-- begin WORKING DATA --

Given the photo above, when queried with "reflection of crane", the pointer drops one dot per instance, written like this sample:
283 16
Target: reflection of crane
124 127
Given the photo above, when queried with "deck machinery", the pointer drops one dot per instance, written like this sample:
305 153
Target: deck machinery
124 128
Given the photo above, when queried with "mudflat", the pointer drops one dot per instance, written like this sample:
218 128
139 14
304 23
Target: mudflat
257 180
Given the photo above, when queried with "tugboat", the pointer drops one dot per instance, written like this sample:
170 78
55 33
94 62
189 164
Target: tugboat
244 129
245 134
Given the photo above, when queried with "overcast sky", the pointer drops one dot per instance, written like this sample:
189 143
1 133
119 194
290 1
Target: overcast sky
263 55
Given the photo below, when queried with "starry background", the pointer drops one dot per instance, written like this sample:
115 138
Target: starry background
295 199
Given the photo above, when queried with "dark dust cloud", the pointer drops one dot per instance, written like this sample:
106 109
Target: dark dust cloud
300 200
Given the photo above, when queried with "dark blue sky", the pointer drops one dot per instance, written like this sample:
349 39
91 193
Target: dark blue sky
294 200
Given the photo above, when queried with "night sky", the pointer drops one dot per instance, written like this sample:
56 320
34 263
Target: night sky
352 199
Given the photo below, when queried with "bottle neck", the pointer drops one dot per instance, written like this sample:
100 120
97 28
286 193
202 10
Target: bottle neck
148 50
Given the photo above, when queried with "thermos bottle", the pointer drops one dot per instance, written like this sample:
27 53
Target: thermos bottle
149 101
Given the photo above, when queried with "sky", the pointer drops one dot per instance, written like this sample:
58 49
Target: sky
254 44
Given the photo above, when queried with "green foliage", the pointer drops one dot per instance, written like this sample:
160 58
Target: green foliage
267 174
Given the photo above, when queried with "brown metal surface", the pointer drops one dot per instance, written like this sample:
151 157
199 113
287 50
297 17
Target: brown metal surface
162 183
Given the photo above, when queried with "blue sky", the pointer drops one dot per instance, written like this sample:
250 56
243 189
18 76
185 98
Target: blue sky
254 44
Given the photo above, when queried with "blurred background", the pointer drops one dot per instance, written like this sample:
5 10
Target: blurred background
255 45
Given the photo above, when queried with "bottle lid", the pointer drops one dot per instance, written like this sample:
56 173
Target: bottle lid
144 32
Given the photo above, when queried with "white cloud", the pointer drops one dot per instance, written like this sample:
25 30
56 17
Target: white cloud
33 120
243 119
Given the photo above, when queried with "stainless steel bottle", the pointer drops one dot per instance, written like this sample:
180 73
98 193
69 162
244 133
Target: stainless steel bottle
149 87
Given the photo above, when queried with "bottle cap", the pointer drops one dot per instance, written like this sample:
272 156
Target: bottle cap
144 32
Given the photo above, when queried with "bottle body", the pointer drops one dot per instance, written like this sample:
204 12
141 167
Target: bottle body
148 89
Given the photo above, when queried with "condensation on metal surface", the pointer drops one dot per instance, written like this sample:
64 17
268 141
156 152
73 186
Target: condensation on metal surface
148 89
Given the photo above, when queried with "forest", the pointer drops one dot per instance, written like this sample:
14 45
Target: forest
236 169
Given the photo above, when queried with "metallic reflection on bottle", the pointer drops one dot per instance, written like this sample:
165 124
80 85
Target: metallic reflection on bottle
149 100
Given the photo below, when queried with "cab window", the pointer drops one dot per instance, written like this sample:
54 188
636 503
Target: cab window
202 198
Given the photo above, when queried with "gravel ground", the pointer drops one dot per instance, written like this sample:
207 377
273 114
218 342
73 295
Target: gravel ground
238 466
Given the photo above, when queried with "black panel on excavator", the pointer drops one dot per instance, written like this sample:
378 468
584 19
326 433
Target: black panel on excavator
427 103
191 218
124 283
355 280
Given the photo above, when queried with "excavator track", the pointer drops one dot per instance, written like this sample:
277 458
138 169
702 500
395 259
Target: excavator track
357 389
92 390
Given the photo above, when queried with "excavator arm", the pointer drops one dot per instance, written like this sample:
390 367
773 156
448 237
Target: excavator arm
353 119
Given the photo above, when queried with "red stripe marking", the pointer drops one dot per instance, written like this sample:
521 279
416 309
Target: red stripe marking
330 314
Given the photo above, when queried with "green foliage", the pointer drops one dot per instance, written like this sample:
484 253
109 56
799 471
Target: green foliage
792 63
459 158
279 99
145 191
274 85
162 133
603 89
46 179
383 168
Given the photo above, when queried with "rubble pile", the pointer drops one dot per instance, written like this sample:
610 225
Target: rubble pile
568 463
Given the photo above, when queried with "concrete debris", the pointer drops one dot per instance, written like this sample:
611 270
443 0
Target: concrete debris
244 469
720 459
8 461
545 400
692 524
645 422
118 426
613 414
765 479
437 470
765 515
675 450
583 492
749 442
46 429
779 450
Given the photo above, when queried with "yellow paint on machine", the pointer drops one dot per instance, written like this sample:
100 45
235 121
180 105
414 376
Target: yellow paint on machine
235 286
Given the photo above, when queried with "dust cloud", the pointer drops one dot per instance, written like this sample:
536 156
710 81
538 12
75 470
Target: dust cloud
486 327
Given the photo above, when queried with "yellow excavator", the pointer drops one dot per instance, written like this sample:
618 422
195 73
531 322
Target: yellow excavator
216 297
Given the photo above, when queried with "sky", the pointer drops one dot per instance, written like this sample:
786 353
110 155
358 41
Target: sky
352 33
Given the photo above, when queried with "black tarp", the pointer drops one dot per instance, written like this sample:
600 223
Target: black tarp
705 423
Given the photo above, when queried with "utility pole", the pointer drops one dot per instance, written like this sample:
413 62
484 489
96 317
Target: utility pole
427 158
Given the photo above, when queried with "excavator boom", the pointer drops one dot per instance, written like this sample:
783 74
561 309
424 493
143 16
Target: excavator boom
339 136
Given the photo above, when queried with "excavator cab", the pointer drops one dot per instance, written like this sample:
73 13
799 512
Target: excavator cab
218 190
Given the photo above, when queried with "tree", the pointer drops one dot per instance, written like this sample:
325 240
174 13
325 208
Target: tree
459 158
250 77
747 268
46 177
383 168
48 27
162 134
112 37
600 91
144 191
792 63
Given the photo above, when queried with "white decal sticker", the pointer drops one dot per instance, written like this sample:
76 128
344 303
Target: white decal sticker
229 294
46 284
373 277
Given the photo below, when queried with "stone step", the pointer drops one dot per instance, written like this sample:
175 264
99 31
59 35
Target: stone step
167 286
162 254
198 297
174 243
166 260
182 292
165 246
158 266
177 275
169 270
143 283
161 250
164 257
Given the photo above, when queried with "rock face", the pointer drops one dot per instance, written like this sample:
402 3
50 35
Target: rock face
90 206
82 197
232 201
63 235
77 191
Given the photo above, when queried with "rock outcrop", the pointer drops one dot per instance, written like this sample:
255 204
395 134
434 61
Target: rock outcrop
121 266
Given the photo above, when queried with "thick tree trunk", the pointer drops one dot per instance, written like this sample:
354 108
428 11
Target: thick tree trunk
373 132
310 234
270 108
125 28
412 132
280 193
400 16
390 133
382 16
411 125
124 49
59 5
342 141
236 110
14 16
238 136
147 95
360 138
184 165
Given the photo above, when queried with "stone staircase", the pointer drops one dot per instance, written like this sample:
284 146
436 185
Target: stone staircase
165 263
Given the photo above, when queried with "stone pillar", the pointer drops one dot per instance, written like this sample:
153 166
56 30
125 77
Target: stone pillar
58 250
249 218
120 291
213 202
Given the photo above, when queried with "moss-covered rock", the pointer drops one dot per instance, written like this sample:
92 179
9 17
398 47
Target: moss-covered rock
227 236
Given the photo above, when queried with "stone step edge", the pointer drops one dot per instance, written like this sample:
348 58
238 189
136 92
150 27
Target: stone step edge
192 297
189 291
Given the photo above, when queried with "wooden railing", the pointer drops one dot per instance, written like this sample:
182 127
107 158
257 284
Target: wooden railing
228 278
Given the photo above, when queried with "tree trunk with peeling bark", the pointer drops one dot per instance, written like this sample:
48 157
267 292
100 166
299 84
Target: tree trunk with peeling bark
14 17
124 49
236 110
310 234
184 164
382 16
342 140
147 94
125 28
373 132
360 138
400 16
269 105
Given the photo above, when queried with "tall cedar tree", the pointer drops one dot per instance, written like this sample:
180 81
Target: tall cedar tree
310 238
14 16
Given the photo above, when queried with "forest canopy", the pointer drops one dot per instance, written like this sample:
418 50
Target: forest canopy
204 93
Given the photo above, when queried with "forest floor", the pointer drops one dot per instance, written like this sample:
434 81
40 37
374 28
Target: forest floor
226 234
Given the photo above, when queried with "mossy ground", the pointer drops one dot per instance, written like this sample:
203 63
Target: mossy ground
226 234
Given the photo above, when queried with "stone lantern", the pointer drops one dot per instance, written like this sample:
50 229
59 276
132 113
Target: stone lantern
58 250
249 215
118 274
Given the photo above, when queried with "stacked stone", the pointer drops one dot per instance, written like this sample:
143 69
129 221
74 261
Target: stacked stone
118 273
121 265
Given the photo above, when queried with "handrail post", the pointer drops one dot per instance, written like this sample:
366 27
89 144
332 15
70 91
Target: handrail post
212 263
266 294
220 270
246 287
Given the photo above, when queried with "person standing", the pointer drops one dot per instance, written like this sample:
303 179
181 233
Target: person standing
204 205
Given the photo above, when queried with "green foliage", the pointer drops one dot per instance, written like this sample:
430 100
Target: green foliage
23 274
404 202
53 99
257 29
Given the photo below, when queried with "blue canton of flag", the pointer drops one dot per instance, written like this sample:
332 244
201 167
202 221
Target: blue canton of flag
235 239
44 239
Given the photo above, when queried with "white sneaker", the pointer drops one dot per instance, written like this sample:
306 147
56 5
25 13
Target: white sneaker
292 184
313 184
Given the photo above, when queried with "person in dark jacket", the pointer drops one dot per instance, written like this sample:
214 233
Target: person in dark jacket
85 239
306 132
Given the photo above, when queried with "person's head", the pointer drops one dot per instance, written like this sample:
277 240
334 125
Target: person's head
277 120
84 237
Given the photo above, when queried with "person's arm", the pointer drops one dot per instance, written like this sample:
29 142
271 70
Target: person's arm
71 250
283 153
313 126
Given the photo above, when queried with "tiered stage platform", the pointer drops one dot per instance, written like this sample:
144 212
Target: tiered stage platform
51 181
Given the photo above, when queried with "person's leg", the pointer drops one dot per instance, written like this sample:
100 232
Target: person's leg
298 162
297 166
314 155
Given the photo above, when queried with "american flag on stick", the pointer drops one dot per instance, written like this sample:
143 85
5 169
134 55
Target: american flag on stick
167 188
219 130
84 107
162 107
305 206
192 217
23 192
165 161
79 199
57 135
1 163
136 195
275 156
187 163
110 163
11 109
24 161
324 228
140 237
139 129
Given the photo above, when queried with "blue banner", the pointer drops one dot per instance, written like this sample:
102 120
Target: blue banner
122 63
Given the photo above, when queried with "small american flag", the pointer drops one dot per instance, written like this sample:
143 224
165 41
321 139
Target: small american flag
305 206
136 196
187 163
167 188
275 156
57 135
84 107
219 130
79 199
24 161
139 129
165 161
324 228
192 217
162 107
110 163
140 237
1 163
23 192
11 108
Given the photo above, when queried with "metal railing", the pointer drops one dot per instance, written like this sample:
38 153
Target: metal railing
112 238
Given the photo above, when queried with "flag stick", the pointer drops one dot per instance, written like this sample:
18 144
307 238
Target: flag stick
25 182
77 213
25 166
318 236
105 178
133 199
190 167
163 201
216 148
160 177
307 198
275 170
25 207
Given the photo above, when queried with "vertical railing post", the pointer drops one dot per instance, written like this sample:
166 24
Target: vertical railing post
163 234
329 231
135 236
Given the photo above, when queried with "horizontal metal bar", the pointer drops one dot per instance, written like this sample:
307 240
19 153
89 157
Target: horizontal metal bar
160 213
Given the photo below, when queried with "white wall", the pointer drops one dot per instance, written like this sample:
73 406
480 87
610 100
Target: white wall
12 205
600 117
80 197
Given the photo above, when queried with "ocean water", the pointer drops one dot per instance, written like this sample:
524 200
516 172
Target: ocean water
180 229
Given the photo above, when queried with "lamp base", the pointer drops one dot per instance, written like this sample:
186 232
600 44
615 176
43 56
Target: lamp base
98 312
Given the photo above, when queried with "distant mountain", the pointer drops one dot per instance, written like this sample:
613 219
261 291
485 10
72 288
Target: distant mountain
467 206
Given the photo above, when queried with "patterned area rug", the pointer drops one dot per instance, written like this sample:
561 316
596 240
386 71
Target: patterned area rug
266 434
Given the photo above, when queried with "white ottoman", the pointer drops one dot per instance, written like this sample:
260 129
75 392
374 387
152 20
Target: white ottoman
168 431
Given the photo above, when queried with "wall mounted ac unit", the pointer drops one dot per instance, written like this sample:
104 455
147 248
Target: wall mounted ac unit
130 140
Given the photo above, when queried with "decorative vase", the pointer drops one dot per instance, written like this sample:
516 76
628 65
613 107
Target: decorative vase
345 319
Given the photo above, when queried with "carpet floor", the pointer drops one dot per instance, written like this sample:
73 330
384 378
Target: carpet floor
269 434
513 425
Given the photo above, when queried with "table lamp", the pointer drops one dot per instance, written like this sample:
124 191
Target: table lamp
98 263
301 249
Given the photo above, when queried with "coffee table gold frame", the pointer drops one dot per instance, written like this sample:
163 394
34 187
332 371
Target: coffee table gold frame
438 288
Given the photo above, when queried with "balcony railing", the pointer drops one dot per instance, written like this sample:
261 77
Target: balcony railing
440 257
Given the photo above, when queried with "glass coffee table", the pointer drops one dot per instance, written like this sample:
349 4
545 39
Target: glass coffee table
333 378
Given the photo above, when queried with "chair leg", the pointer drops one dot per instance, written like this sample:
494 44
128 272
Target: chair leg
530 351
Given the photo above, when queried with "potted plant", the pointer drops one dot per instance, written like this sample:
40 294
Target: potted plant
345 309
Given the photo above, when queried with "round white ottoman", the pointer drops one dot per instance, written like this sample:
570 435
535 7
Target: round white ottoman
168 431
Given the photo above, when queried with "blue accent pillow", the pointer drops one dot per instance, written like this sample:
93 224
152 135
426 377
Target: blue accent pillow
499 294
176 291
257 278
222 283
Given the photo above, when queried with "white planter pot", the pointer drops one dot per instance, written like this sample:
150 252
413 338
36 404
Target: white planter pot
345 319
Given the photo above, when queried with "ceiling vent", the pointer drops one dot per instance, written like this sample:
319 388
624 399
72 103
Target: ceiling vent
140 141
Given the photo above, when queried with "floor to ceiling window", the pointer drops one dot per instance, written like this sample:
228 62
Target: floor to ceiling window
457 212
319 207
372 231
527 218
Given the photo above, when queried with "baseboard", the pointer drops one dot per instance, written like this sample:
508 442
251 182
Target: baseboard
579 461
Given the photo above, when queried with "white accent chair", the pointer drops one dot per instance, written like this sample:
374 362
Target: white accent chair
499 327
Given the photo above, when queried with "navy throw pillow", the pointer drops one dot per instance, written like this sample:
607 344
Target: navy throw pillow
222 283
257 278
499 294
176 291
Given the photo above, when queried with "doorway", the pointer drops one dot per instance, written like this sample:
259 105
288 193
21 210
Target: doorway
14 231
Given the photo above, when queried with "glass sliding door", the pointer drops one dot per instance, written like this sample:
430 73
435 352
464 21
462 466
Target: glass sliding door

-- end WORKING DATA --

Which lines in the records above contain the word "platform"? Locate each one and copy it out in full.

Given the photo above, when queried with "tiered stage platform", the pointer drops one dot per instance, written like this sample:
Target: tiered stage platform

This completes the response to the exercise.